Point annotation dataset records
------------------------

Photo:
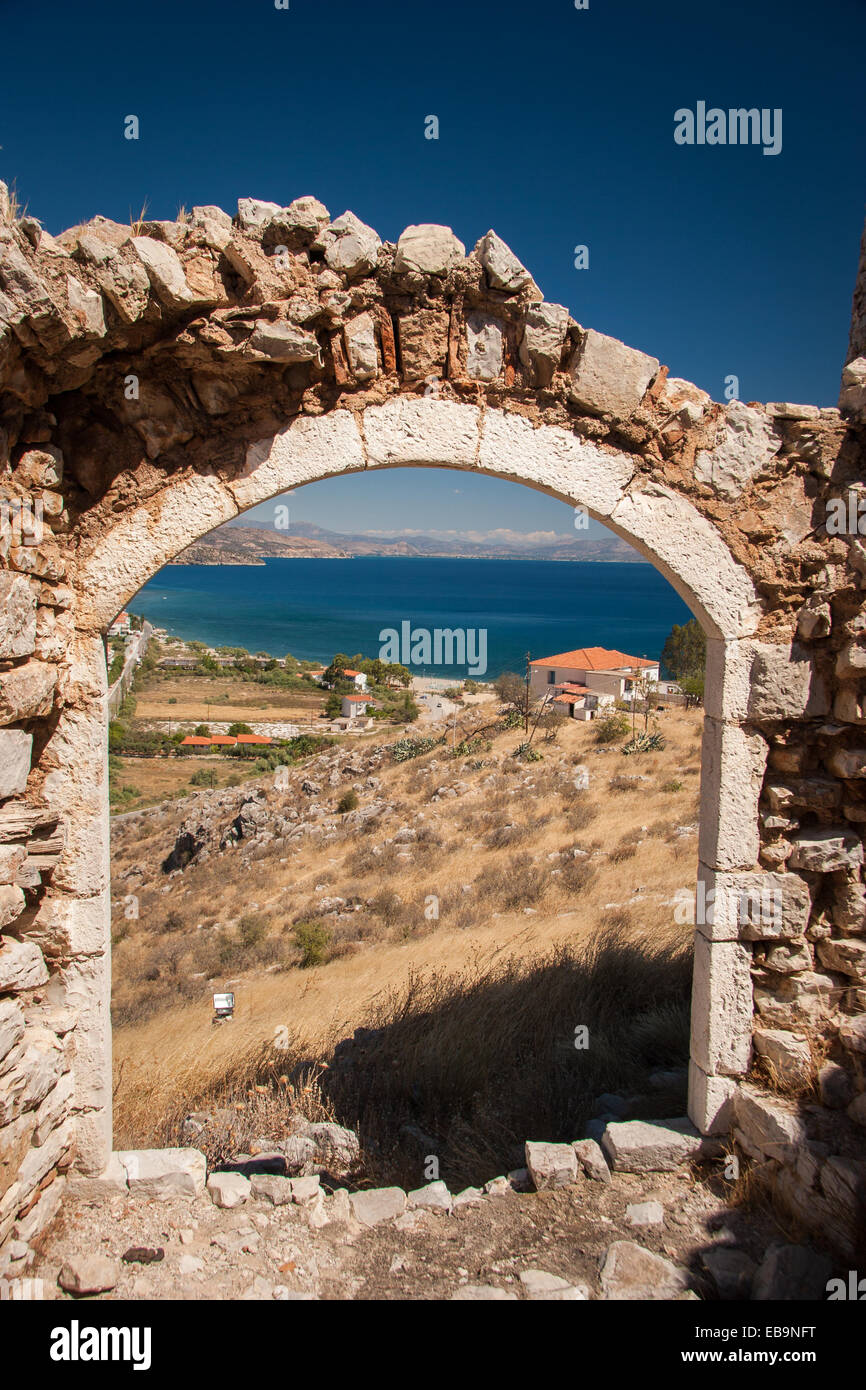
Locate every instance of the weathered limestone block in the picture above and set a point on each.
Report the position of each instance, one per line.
(29, 1073)
(848, 902)
(608, 377)
(350, 246)
(70, 926)
(503, 270)
(844, 957)
(770, 1123)
(544, 337)
(485, 346)
(551, 1165)
(805, 998)
(754, 906)
(731, 776)
(15, 751)
(788, 1054)
(280, 341)
(784, 684)
(852, 1033)
(826, 849)
(423, 344)
(654, 1146)
(691, 555)
(11, 1026)
(164, 1173)
(253, 214)
(228, 1189)
(633, 1273)
(510, 446)
(722, 1007)
(434, 1197)
(848, 762)
(709, 1100)
(166, 274)
(801, 794)
(42, 1158)
(11, 904)
(362, 349)
(296, 224)
(742, 453)
(54, 1108)
(378, 1204)
(86, 306)
(123, 281)
(39, 1216)
(27, 691)
(421, 430)
(305, 451)
(428, 249)
(41, 467)
(787, 958)
(852, 396)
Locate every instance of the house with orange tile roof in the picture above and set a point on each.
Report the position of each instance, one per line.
(583, 681)
(355, 705)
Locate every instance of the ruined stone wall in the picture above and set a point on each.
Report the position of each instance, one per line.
(157, 380)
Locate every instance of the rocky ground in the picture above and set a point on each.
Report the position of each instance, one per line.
(577, 1223)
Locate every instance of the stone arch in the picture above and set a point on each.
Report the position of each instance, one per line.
(154, 385)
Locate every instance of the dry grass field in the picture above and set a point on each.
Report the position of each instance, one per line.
(488, 911)
(202, 698)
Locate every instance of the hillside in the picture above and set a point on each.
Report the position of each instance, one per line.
(453, 879)
(250, 545)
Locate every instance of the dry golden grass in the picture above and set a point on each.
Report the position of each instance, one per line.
(512, 840)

------------------------

Exercise brief:
Can you print all of the data above verbatim, leaving the pictures out?

Response to this task:
Photo:
Locate every instance of the weathered limestone block in the picture above and set a point on each.
Report the position of each instance, one per line.
(29, 1073)
(848, 902)
(608, 377)
(350, 246)
(70, 926)
(503, 270)
(844, 957)
(770, 1123)
(544, 337)
(485, 346)
(551, 1165)
(805, 998)
(754, 906)
(731, 776)
(15, 751)
(788, 1054)
(280, 341)
(784, 684)
(852, 1033)
(826, 849)
(423, 344)
(654, 1146)
(691, 555)
(11, 1026)
(164, 1173)
(253, 214)
(228, 1189)
(633, 1273)
(510, 446)
(722, 1007)
(434, 1197)
(848, 762)
(709, 1100)
(166, 274)
(801, 794)
(42, 1158)
(11, 904)
(362, 349)
(296, 224)
(742, 453)
(54, 1108)
(378, 1204)
(86, 306)
(123, 281)
(39, 1216)
(27, 691)
(421, 430)
(305, 451)
(428, 249)
(41, 467)
(787, 958)
(852, 396)
Locate every instance of the house with orange tile roof in the picture above and set a point on each.
Report the position of each instance, one per line.
(583, 681)
(355, 705)
Locate every instance of the ruined stone wall in the picture above and set a point on each.
Report the position of each instance, one per line.
(157, 380)
Locate every instance of the rocky ground in the picture above and set a point on each.
Report the position of each instance, one per line.
(577, 1223)
Locate every instance of the stone arch in the picture above and set a point on each.
Report the position of each instance, one per line.
(154, 385)
Locate every instance of the dry grass field in the picture above and set a point on each.
Report the position of each instance, one per line.
(488, 911)
(202, 698)
Locate every instance of the hillside in the picture above and set a point on each.
Report the position of each instance, one per line.
(453, 879)
(250, 545)
Locate every instance of the dry golden grass in the picture above and set a point on each.
Report the position of each instance, one per line.
(512, 840)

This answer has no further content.